[PASSAGE SHOWN]

Undergraduate students in assistant professor of practice Juan Ayala’s class, Planning and Design II, learned the basic skills in design research and site design by using site planning tools to develop ideas and solutions. Drawing upon real-world urban development issues to provoke discussion of today’s community development challenges, students gained an understanding of how sustainable communities have long term benefits to the economy, public health, and the natural environment. Using design research and site planning strategies, students designed redevelopment sites in our region to achieve community health through active design and context-sensitive planning. and community needs.
The course emphasizes design leadership, critical thinking, and visualization, enabling students to focus not just on problem-solving, but also understanding the associations between design and user, and between stakeholder interest and community needs.
“As a school accredited by the Planning Advisory Board, our curriculum must focus on the essential knowledge, skills, and values central to the planning profession,” said Professor Ayala. “This course primarily focuses on six components required for the use and application of knowledge to perform specific tasks required in the practice of planning, specifically research; written, oral and graphic communication; quantitative and qualitative methods, including data collection and analysis; plan creation and implementation; planning process methods; and leadership.

[/PASSAGE SHOWN]

| ACTIVITY LIST |
1: From the course description, list the six components that Professor Ayala says the course primarily focuses on.
2: Quote the course description between "The course emphasizes" and "methods; and leadership.", inclusive.
3: According to the course description, what is the name of the class taught by Juan Ayala?

[AVAILABLE DATA]

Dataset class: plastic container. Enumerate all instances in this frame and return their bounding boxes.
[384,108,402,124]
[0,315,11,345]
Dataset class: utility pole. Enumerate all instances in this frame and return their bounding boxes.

[/AVAILABLE DATA]

| OUTPUTS IN ORDER |
1:
1. Research
2. Written, oral and graphic communication
3. Quantitative and qualitative methods, including data collection and analysis
4. Plan creation and implementation
5. Planning process methods
6. Leadership

2:
The course emphasizes design leadership, critical thinking, and visualization, enabling students to focus not just on problem-solving, but also understanding the associations between design and user, and between stakeholder interest and community needs.
“As a school accredited by the Planning Advisory Board, our curriculum must focus on the essential knowledge, skills, and values central to the planning profession,” said Professor Ayala. “This course primarily focuses on six components required for the use and application of knowledge to perform specific tasks required in the practice of planning, specifically research; written, oral and graphic communication; quantitative and qualitative methods, including data collection and analysis; plan creation and implementation; planning process methods; and leadership.

3: Planning and Design II.